-- What to do --
Starting with the line that contains "Place a point on each instance of the smiling", write out each line through the end of the listing, unchanged. Output nothing else.

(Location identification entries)
(begin)

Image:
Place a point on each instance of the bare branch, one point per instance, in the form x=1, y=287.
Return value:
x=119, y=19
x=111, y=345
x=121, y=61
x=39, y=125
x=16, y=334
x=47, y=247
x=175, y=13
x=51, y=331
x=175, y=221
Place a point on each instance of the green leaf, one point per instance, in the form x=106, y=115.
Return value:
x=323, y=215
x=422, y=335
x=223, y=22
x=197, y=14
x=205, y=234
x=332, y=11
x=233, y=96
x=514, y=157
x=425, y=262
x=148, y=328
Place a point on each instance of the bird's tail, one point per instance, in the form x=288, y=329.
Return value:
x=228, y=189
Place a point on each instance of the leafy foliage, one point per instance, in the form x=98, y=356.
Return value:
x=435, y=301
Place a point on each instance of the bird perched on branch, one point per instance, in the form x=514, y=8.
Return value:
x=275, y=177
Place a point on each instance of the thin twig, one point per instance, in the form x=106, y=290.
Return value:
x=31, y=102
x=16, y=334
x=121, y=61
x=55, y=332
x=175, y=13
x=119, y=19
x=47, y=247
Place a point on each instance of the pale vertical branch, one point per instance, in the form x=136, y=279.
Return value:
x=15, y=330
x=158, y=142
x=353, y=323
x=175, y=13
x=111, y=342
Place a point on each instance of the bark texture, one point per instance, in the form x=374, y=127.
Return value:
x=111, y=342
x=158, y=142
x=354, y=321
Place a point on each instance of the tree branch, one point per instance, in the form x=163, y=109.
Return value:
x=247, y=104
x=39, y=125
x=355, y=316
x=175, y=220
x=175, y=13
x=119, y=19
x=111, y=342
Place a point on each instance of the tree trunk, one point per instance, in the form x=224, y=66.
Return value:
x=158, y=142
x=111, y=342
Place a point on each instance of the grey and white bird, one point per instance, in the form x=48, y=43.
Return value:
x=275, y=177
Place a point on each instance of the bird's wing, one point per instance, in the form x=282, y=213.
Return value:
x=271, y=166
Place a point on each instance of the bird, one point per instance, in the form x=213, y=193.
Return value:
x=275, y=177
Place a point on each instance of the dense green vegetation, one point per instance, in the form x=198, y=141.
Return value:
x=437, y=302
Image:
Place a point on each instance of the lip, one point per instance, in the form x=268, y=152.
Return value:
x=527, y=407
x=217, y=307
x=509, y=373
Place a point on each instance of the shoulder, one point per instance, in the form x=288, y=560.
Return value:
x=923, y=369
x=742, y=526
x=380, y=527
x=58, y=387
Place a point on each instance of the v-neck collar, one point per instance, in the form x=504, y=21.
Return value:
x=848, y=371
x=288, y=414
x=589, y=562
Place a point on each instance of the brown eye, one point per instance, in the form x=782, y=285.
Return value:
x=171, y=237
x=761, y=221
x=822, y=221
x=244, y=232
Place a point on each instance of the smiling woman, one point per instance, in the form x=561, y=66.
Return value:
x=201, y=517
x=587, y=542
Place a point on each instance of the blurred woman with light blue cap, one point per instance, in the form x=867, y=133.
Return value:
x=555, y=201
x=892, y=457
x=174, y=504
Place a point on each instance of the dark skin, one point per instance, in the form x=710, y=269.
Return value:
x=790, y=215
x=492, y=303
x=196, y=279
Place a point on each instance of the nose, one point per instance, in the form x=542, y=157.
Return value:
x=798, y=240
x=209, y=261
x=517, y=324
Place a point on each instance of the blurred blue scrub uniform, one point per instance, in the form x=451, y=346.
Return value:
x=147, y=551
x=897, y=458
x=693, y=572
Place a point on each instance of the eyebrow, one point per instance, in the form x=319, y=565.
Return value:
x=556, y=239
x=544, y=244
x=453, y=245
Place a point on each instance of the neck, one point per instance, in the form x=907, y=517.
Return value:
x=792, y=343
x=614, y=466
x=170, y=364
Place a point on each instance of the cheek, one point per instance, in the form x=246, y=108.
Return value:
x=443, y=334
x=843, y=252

(end)

-- Solution for this task --
Place a point on each instance of the smiling woman, one point per instance, in the form x=561, y=66.
Return value:
x=201, y=517
x=587, y=542
Place a point on each instance of the blurred woman with light blue cap, one point per instance, in the form x=867, y=133.
Return value:
x=555, y=201
x=892, y=457
x=174, y=504
Place a point on each instance of the dark skin, one point per instance, in the form x=710, y=269.
Return value:
x=790, y=215
x=492, y=303
x=196, y=279
Place a point on each instance of the nose, one point per instance, in the form x=542, y=157.
Return value:
x=798, y=240
x=209, y=261
x=517, y=324
Place a point on each instance of the blurred blue scrub uniform, one point per instance, in the form x=451, y=346.
Return value:
x=147, y=551
x=897, y=458
x=693, y=572
Place a point on each instance of the eyebrow, one point per instance, in the form x=319, y=565.
Return value:
x=556, y=239
x=544, y=244
x=453, y=245
Place a point on each instance of the neck, one point per instance, in the form x=907, y=517.
Return value:
x=792, y=343
x=614, y=466
x=170, y=364
Place a point on each instance of the cheek, one point per instance, in the form x=246, y=108.
Return value:
x=443, y=334
x=843, y=252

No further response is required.